▸ Excerpt provided:
* * * * *
The Kemmerer babysitter accused of beating a 5-year-old girl to death last November says the confession she made to police can't be used at trial because she was on too many pain medications to voluntarily waive her right against self-incrimination.
She's asking the Lincoln County District Court judge to remove her confession from the evidence pool at her upcoming trial, saying her intoxication level made her statements involuntary and coerced.
Cheri Marler, 52, is charged with one count of first-degree murder and two counts of child abuse in the death of a 5-year-old girl, and the alleged beating of her younger sister. She was babysitting both girls at her Kemmerer home Nov. 22, 2022, when she called police to report the older girl had fallen down the stairs.
Police found a little girl, cold to the touch and unconscious, with rib injuries, old and new head injuries, a broken back, cuts, scrapes and “countless bruises” on her body, according to an evidentiary affidavit filed in the case.
The girl died hours later.
Because, Pain Meds
In a Nov. 21 motion by her attorney Elisabeth Trefonas, Marler is asking the Lincoln County District Court judge to strike from the evidence pool statements she made to police one year prior.
She alleges she was on heavy pain medication during her interview at the Kemmerer Police Department, that police knew she was on the meds, and yet they elicited a confession from her anyway.
“Ms. Marler was taken into an investigation room and asked numerous questions by several officers,” the filing says. “Officers were informed that Ms. Marler was on heavy pain medication. She was even permitted to take additional medication during the interview.”
Marler has severe medical issues for which she has traveled to get care repeatedly throughout her prosecution.
* * * * *
▸ Your objective:
Carry on the news report about the Kemmerer babysitter's motion to throw out her confession, starting after its last sentence.

▸ Data extract:
* * * * *
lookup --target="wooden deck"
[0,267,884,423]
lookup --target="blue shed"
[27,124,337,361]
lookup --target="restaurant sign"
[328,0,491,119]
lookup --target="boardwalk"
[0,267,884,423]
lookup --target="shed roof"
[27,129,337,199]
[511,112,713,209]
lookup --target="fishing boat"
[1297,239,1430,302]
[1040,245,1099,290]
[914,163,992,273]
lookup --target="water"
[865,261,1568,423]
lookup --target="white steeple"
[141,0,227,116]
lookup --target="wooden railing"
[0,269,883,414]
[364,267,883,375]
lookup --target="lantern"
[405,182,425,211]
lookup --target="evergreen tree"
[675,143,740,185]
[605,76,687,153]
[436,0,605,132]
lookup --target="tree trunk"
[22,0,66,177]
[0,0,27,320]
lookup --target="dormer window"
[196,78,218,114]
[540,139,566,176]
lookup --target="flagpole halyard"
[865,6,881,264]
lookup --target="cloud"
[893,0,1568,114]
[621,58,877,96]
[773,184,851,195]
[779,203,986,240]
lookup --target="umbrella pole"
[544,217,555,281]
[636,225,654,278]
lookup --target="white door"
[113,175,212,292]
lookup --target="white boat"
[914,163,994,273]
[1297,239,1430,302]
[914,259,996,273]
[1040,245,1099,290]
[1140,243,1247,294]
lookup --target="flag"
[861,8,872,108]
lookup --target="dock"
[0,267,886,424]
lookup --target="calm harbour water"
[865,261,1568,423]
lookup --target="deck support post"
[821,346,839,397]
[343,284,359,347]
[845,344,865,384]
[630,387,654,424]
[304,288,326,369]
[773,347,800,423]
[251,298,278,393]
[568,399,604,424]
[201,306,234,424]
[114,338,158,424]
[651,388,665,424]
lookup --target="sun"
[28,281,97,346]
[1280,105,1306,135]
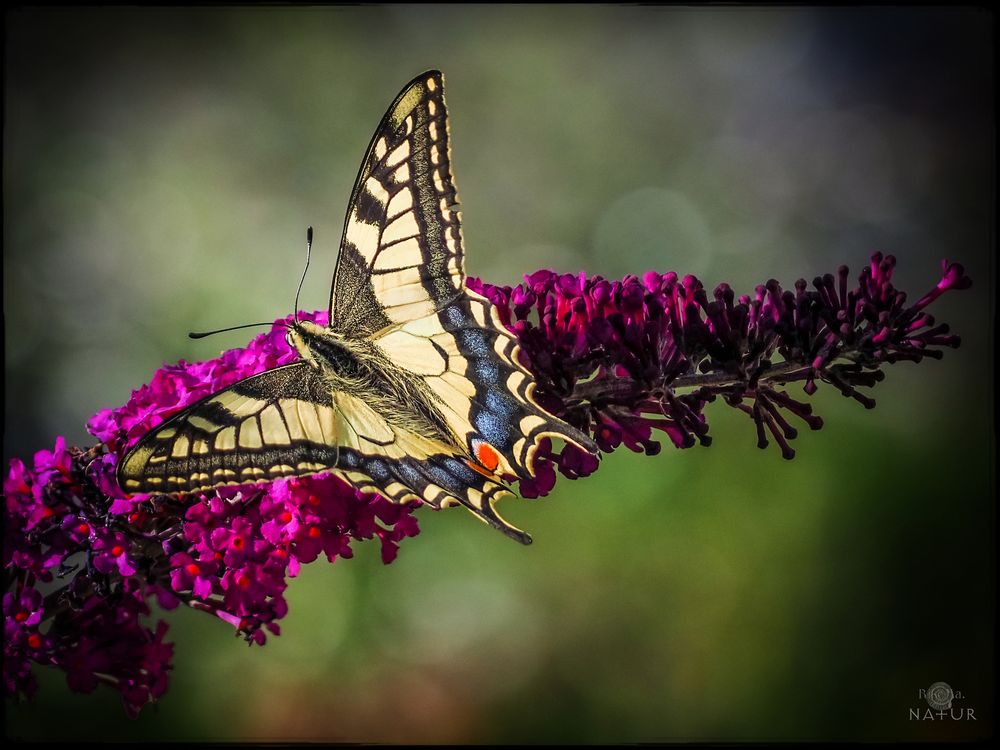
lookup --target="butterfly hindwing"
* * * * *
▸ Response to this exercise:
The judge has set a Friday hearing to hear argument on both sides of Marler’s challenge. If Marler wins, Lincoln County Deputy Attorney John Bowers would not be able to raise Marler’s confession as evidence at her Jan. 22 trial.
Police interviewed Marler for about eight minutes before moving her to a different interview room and advising her of her Miranda rights last November, Trefonas’ filing says.
Kemmerer Police Chief Mike Kahre sat in the interview room while Officer Ryan Popp read Marler her rights.
“Do you understand each of these rights I explained to you? Having each of these rights in mind do you wish to talk to me?” asked Popp, according to the filing.
Trefonas’ filing insists that Marler had taken too many pain medications to understand her rights and therefore shouldn’t have been questioned then.
“It does not appear that Ms. Marler understood or had a full acknowledgement that she understood her rights,” the filing says. “In her response, even if limited, it does not appear that under such heavy medication, she voluntarily waived her rights.”
Bowers countered in a Dec. 8 filing, saying police were respectful, calm and provided a comfortable atmosphere to Marler – and that she confessed voluntarily.
Marler chose “voluntarily” to go to the police department to make a statement, Bowers’ filing says, adding that police told her she was free to leave and the door was unlocked.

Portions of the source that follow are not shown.